● PASSAGE GIVEN:
+ + +
Amoashtart was a queen of Sidon in the period (). When ca. 539 her husband and brother, king Tabnit, died, she had an infant son, Eshmunazar II, or, more probably, was pregnant of him. The next fourteen years she was co-regent with her young son, until the boy died, "in his fourteenth year", ca. 525. She then was succeeded by her nephew Bodashtart, possibly in a palace coup. Modern historians have characterized her as an "energetic, responsible [woman], and endowed with immense political acumen, [who] exercised royal functions for many years".

The only source for her biography is the sarcophagus of her son Eshmunazar II.

Etymology 
Amoashtart is the Latinized form of the Phoenician theophoric name 𐤀𐤌𐤏𐤔𐤕𐤓𐤕 meaning "my mother is Astarte".Variable spellings include: Em-Astarte, Amo-Astarte,’Am‘aštart, and Immi-Ashtart.

Biography
Amoashtart became queen ca. 550 BCE as the wife of king Tabnit. This was a period when the economy of Sidon thrived, possibly after the competing city of Tyre had been hit severely by an earthquake (c. 550). Sidon was "reborn as an independent kingdom" and became "the leading Phoenician polity". The economic boom made possible an extensive building program of new city districts and grandiose temples for Ashtart, Baal, and Eshmun, as is testified in the inscriptions of both Eshmunazar II and Bodashtart. Because of the age of her boy son, these activities will in practice have been the initiative of the mother. A sign of the preeminent role of Sidon in Phoenicia is that the Persian kings (the "Lord of Kings") endowed Sidon with the rule over the two southern Palestinian cities of Dor and Jaffa, and the "land of Dagon", possibly as a means to strengthen Sidonian loyalty to the Achaemenid rule.

As the Eshmunazar II sarcophagus tells us, Amoastart was also a high priestess of Astarte. This traditionally was the main task of Sidonian kings.

Amoashtart's successor, her nephew Bodashtart, in his inscriptions makes no mention of her. However, the way in which he expressly emphasizes that he is a "just successor", is somewhat suspicious. It suggests that the old lady, 25 years a queen, may not have voluntarily given up power after the death of her son.
+ + +
● LISTED ENTRIES:
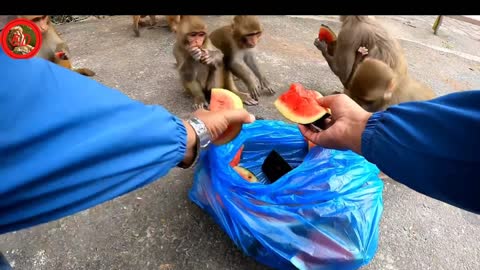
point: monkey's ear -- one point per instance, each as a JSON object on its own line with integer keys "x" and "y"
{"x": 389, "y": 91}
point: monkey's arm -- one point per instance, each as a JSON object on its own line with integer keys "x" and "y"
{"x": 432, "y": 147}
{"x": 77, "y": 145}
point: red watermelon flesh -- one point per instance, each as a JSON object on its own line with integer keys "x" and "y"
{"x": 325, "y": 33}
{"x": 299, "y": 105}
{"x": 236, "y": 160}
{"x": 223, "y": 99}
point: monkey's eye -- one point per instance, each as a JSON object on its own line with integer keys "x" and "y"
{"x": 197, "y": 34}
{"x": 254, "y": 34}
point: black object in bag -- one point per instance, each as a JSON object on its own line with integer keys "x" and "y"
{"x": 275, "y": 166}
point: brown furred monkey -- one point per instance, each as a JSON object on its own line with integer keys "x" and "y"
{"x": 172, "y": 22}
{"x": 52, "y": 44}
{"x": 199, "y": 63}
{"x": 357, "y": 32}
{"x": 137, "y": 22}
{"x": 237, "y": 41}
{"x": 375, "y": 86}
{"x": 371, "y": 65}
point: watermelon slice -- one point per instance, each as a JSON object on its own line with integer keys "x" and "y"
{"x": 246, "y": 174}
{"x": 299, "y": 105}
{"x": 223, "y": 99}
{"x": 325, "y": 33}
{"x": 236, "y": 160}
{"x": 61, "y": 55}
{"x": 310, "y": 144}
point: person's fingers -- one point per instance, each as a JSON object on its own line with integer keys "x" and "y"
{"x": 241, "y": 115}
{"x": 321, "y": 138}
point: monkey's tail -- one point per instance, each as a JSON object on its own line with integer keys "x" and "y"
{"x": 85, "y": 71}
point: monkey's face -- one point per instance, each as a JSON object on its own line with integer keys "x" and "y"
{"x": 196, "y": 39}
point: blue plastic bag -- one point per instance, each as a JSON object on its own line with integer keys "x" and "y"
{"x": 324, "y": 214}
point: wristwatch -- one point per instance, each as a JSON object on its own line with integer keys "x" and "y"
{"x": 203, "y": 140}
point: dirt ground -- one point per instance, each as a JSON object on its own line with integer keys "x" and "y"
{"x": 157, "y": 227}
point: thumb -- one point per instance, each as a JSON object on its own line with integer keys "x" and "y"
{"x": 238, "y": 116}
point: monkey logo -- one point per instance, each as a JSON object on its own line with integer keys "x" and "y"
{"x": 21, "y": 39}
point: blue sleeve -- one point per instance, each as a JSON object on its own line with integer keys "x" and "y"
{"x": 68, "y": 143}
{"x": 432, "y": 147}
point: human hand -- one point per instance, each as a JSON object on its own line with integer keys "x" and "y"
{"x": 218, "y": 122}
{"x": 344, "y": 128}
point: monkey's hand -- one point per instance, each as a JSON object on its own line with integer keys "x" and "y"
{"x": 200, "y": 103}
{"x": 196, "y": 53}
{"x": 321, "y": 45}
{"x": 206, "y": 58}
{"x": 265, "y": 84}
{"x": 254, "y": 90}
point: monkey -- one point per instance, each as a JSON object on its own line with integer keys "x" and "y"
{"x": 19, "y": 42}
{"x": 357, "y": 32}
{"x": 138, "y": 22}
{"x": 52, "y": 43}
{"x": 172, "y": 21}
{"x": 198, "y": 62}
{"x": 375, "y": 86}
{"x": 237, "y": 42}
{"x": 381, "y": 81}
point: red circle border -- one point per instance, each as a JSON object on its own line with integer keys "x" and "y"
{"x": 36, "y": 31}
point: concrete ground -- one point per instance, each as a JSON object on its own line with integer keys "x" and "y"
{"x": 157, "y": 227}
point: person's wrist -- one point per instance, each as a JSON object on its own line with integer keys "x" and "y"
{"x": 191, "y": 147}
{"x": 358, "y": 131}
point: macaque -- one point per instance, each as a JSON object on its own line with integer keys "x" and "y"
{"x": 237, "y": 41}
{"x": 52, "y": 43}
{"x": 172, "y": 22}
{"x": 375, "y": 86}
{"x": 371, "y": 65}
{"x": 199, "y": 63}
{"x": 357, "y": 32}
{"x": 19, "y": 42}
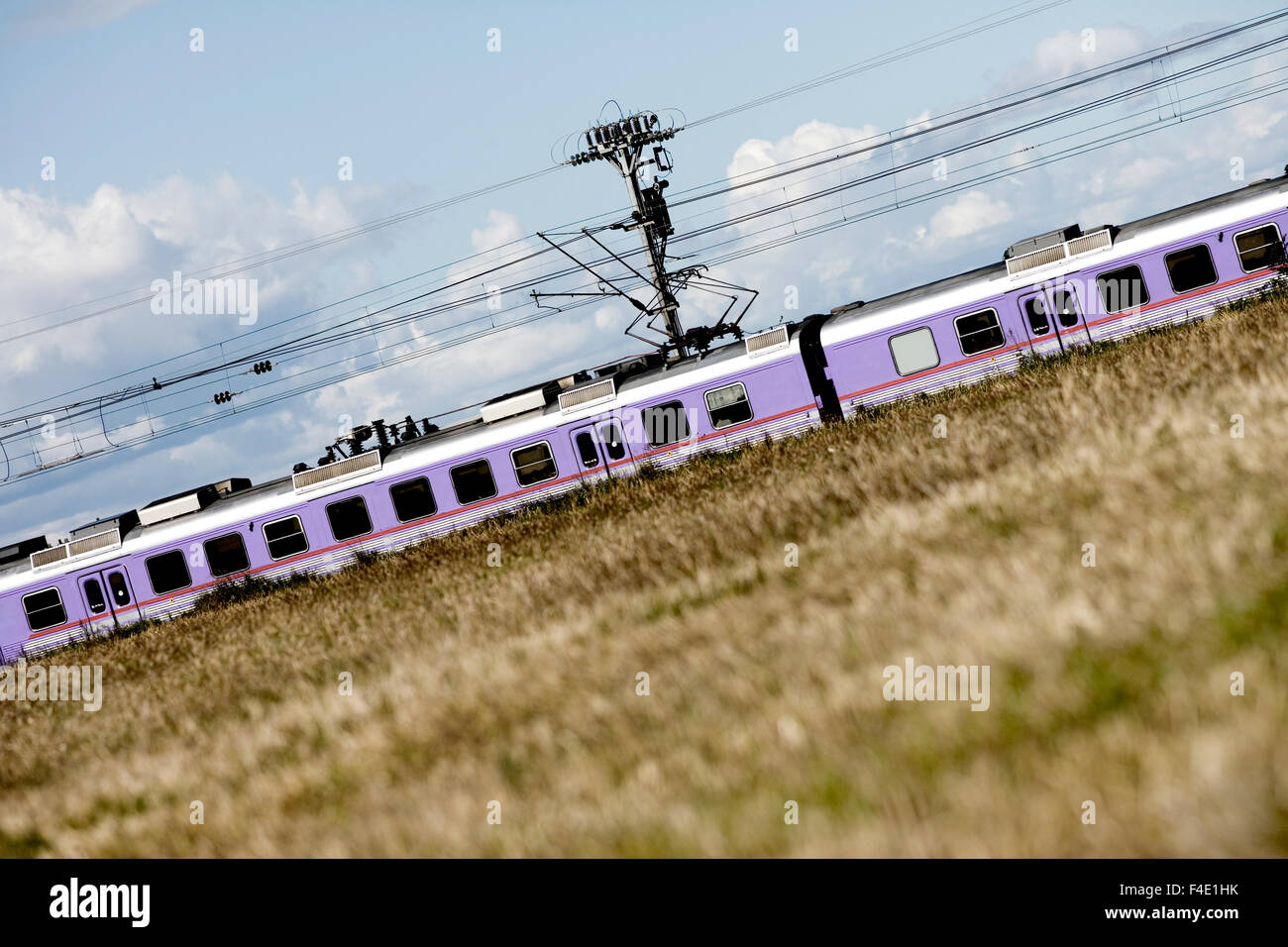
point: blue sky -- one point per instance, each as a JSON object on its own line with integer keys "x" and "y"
+ + +
● SET PROBLEM: Set down the full article on Queen Amoashtart of Sidon again, word for word and without any alteration.

● SOLUTION FOR THIS PROBLEM:
Amoashtart was a queen of Sidon in the period (). When ca. 539 her husband and brother, king Tabnit, died, she had an infant son, Eshmunazar II, or, more probably, was pregnant of him. The next fourteen years she was co-regent with her young son, until the boy died, "in his fourteenth year", ca. 525. She then was succeeded by her nephew Bodashtart, possibly in a palace coup. Modern historians have characterized her as an "energetic, responsible [woman], and endowed with immense political acumen, [who] exercised royal functions for many years".

The only source for her biography is the sarcophagus of her son Eshmunazar II.

Etymology 
Amoashtart is the Latinized form of the Phoenician theophoric name 𐤀𐤌𐤏𐤔𐤕𐤓𐤕 meaning "my mother is Astarte".Variable spellings include: Em-Astarte, Amo-Astarte,’Am‘aštart, and Immi-Ashtart.

Biography
Amoashtart became queen ca. 550 BCE as the wife of king Tabnit. This was a period when the economy of Sidon thrived, possibly after the competing city of Tyre had been hit severely by an earthquake (c. 550). Sidon was "reborn as an independent kingdom" and became "the leading Phoenician polity". The economic boom made possible an extensive building program of new city districts and grandiose temples for Ashtart, Baal, and Eshmun, as is testified in the inscriptions of both Eshmunazar II and Bodashtart. Because of the age of her boy son, these activities will in practice have been the initiative of the mother. A sign of the preeminent role of Sidon in Phoenicia is that the Persian kings (the "Lord of Kings") endowed Sidon with the rule over the two southern Palestinian cities of Dor and Jaffa, and the "land of Dagon", possibly as a means to strengthen Sidonian loyalty to the Achaemenid rule.

As the Eshmunazar II sarcophagus tells us, Amoastart was also a high priestess of Astarte. This traditionally was the main task of Sidonian kings.

Amoashtart's successor, her nephew Bodashtart, in his inscriptions makes no mention of her. However, the way in which he expressly emphasizes that he is a "just successor", is somewhat suspicious. It suggests that the old lady, 25 years a queen, may not have voluntarily given up power after the death of her son.